(Exercise input Opens)
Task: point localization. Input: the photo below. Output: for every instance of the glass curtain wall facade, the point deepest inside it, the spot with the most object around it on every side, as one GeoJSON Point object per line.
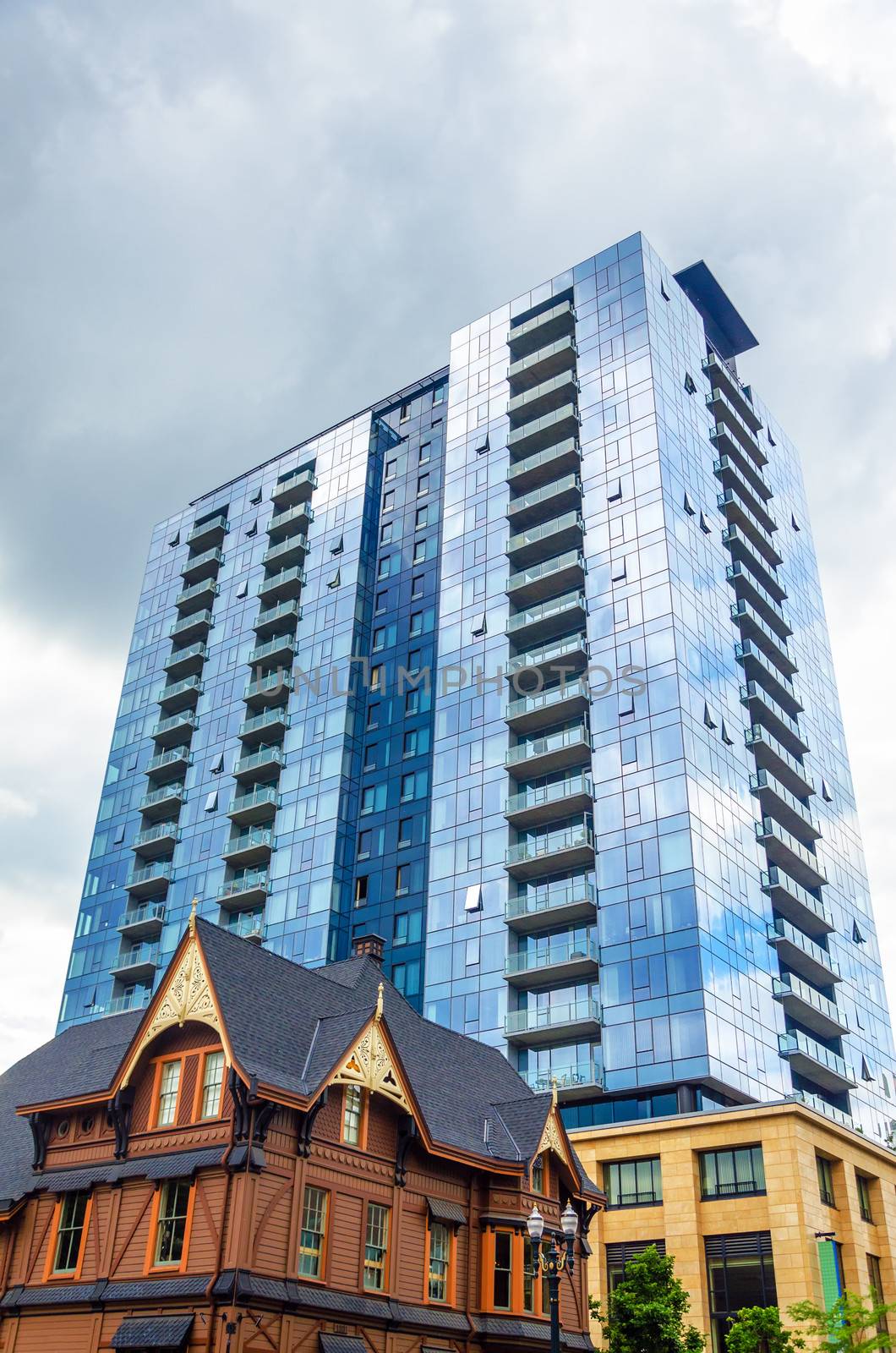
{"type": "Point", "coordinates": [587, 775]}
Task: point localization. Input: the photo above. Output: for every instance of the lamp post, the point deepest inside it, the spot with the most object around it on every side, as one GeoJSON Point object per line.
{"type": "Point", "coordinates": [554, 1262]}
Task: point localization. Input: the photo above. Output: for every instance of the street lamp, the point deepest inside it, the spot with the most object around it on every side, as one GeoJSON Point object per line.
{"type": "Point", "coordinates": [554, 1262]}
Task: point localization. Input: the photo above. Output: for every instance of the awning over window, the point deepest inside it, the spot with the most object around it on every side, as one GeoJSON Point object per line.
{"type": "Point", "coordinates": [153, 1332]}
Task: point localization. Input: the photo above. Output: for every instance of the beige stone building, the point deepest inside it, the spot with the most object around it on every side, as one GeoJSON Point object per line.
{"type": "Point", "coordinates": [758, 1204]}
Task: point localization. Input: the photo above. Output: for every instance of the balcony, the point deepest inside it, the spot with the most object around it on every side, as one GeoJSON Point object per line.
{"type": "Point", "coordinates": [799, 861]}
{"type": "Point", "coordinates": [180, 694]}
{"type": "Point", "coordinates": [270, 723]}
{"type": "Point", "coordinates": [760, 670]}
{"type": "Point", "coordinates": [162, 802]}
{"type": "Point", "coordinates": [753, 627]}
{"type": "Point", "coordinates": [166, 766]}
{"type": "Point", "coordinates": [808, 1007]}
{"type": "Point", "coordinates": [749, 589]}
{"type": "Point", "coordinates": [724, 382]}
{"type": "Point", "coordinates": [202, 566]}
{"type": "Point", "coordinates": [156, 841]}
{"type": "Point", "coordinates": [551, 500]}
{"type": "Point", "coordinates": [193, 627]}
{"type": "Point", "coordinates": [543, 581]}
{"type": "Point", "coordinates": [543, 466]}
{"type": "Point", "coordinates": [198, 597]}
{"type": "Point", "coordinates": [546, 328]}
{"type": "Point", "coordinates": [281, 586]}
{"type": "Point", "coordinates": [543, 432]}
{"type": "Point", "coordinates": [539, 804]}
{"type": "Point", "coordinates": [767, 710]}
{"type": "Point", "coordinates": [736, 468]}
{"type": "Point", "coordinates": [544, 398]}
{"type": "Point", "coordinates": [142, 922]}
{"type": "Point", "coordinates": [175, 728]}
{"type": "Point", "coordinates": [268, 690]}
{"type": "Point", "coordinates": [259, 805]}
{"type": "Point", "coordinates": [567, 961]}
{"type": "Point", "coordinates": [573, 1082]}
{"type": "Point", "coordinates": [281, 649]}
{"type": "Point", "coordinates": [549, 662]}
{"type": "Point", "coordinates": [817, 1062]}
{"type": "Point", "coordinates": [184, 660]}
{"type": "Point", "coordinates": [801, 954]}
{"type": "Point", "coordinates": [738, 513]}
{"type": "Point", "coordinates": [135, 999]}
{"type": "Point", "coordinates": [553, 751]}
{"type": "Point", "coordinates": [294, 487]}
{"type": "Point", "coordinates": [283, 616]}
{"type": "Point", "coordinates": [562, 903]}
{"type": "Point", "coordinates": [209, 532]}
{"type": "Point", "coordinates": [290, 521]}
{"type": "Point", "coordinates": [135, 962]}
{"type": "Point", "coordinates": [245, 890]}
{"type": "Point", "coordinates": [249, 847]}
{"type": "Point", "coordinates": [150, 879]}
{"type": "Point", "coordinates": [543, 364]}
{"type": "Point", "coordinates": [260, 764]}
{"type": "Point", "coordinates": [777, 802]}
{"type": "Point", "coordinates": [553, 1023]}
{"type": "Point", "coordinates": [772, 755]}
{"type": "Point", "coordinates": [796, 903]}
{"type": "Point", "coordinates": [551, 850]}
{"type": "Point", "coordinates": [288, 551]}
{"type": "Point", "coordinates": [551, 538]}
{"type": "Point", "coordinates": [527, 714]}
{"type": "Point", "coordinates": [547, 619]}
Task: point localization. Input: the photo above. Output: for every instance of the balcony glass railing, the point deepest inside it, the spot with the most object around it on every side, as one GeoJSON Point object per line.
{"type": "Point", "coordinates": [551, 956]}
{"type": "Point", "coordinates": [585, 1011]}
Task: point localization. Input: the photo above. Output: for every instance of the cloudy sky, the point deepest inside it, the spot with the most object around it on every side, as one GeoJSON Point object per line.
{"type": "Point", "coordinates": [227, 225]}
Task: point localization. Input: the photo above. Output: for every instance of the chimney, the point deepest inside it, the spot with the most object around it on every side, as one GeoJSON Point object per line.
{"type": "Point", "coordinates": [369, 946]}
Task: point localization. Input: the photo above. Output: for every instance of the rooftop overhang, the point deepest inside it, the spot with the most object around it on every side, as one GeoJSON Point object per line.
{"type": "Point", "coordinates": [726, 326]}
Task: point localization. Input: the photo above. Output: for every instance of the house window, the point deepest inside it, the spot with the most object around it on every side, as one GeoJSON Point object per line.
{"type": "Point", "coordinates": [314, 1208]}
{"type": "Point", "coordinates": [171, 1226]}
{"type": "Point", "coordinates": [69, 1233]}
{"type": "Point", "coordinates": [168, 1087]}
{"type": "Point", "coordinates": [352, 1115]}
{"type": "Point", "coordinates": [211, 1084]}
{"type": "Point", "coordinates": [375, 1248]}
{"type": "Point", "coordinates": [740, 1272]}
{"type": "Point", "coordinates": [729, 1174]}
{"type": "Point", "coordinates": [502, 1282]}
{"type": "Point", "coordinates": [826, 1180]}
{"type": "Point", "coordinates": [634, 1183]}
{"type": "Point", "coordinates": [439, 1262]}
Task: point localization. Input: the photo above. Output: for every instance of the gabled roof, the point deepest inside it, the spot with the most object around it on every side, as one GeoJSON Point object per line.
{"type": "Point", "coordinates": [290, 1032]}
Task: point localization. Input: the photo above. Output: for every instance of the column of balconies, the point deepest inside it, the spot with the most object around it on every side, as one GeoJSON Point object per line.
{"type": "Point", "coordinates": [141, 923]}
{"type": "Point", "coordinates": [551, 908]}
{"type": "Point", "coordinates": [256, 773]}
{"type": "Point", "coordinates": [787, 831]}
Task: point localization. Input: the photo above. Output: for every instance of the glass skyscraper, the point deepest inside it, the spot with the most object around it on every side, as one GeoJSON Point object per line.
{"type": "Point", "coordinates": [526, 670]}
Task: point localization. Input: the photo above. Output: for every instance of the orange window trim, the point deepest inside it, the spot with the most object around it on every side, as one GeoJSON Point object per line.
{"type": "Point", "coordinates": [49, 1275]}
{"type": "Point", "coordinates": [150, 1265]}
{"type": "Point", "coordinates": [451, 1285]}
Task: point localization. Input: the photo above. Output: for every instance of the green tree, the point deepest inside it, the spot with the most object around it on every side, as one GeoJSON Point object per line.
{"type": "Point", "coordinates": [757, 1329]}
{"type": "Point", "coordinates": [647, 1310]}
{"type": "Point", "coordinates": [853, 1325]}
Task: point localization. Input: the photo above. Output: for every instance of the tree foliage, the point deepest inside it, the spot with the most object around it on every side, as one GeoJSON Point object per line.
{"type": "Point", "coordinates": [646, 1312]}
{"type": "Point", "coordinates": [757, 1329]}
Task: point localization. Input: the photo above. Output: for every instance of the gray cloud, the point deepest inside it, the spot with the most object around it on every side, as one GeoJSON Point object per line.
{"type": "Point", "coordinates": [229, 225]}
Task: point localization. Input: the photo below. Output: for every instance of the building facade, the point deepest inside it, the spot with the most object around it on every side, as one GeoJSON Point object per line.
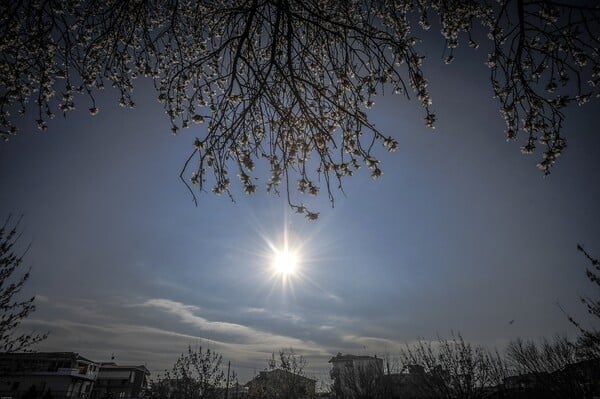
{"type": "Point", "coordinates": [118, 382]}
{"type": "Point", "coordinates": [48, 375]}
(Exercise input Closes)
Task details: Nothing but the lines from the one containing "of the green" through the final line of the records, both included and copied exactly, should appear in the answer; pictures stay out.

Output below:
Task: point localization. Input: the photo above. Output: for every instance of the green tree, the point deepest inside it, the spot with the most object around it on every side, as one GeoJSON Point object per line.
{"type": "Point", "coordinates": [757, 1329]}
{"type": "Point", "coordinates": [647, 1310]}
{"type": "Point", "coordinates": [853, 1325]}
Task: point localization. Input: the photo above. Output: for every instance of the tree foliage, the point deepest inside it, the spot with the most object around it on every side, as one GeoJSON Point object per line.
{"type": "Point", "coordinates": [646, 1312]}
{"type": "Point", "coordinates": [757, 1329]}
Task: point localization. Input: the photo above. Output: for every instance of the gray cloud, the point deepest inside it, the spot with the most object around it on every side, as one GeoJSON Point object per line.
{"type": "Point", "coordinates": [229, 225]}
Task: point localization. Input: the photo below. Output: for every instance of the building facade, the point deepest inside it, the spot with the most object around it on every side, as one GeoJSON Point object per line.
{"type": "Point", "coordinates": [118, 382]}
{"type": "Point", "coordinates": [48, 375]}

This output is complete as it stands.